(Auszüge aus Zeigedaten)
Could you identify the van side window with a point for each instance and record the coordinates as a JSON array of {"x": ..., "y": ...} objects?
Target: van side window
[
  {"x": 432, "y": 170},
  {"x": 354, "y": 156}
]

• **Aufgabe**: Extrahiere sämtliche Zeilen der Daten oben und gib sie unverändert wieder.

• **Ausgabe**:
Could you identify the van side window with a point for each instance and record the coordinates as a JSON array of {"x": ..., "y": ...} objects?
Target: van side window
[
  {"x": 432, "y": 170},
  {"x": 354, "y": 156}
]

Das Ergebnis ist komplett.